§ **What to work on**:
All lines from the one containing "of the cloudy" through the end of the material are to be given back exactly, without pictures.

§ **Data for this task**:
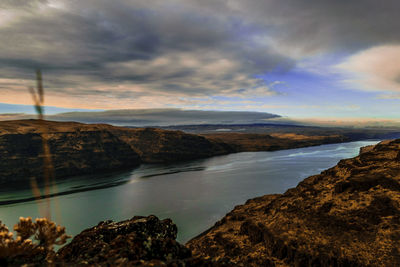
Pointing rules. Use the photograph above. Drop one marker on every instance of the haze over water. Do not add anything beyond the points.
(193, 194)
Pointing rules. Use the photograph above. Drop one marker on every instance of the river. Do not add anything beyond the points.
(193, 194)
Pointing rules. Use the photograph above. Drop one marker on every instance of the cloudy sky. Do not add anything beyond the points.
(296, 58)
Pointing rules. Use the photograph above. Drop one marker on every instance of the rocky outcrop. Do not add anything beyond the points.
(140, 241)
(348, 215)
(78, 148)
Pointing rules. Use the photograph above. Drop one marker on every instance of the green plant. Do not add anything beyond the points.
(34, 242)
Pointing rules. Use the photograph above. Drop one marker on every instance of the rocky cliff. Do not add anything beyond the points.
(140, 241)
(348, 215)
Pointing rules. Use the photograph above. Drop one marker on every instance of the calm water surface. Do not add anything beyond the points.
(194, 194)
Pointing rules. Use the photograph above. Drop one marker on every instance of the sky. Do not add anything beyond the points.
(296, 58)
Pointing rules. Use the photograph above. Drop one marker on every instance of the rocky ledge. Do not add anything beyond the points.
(348, 215)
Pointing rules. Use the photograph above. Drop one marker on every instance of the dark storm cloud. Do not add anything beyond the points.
(183, 47)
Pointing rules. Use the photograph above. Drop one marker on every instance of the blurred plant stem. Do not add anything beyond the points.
(48, 169)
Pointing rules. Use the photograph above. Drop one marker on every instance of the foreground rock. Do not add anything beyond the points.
(348, 215)
(141, 241)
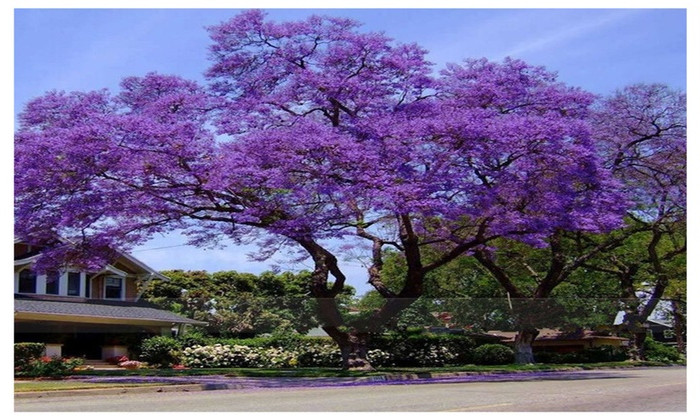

§ **Solution**:
Pointing rules. Use the photograph above. Drop one marker on every instance of the cloudy sky. Do not add anything beyond the points.
(296, 58)
Pointing rules. Use the photograph above. Drop one marker on every instance of the rocky outcrop. Do not add anything beyond the points.
(140, 241)
(348, 215)
(78, 148)
Pointing rules. Use the photograph above. Drop one marker on every instance of the green plant. Do not add anything beyond the points.
(34, 242)
Pointing rules. Use the photograph above. Drop one marker on every instance of the rocky cliff. Do not add anything beyond the points.
(140, 241)
(348, 215)
Pointing rules. Use the photograph above. Drop one marker on every instance of the calm water surface. Do not add anything beyond the points.
(194, 194)
Pointing rules. Use the photograph above. Drop one marker on every instance of the sky. Do not add anything beyond the points.
(296, 58)
Pointing rules. Use the photograph above. Drop one marker on every instance of the rocky ledge. Do not add anything beyond the points.
(348, 215)
Pointing rules. Use the photograph above. Drop one marker on every instance of the dark storm cloud. Do not add anything beyond the points.
(183, 47)
Pointing rules. Use the photograph above. Drop one marker on every instance of the blurred plant stem. Do not add anything beyond the points.
(48, 169)
Pointing rules. Use the photograph above. Drop one marker on every instance of the foreground rock. Do not add anything beyond the points.
(348, 215)
(141, 241)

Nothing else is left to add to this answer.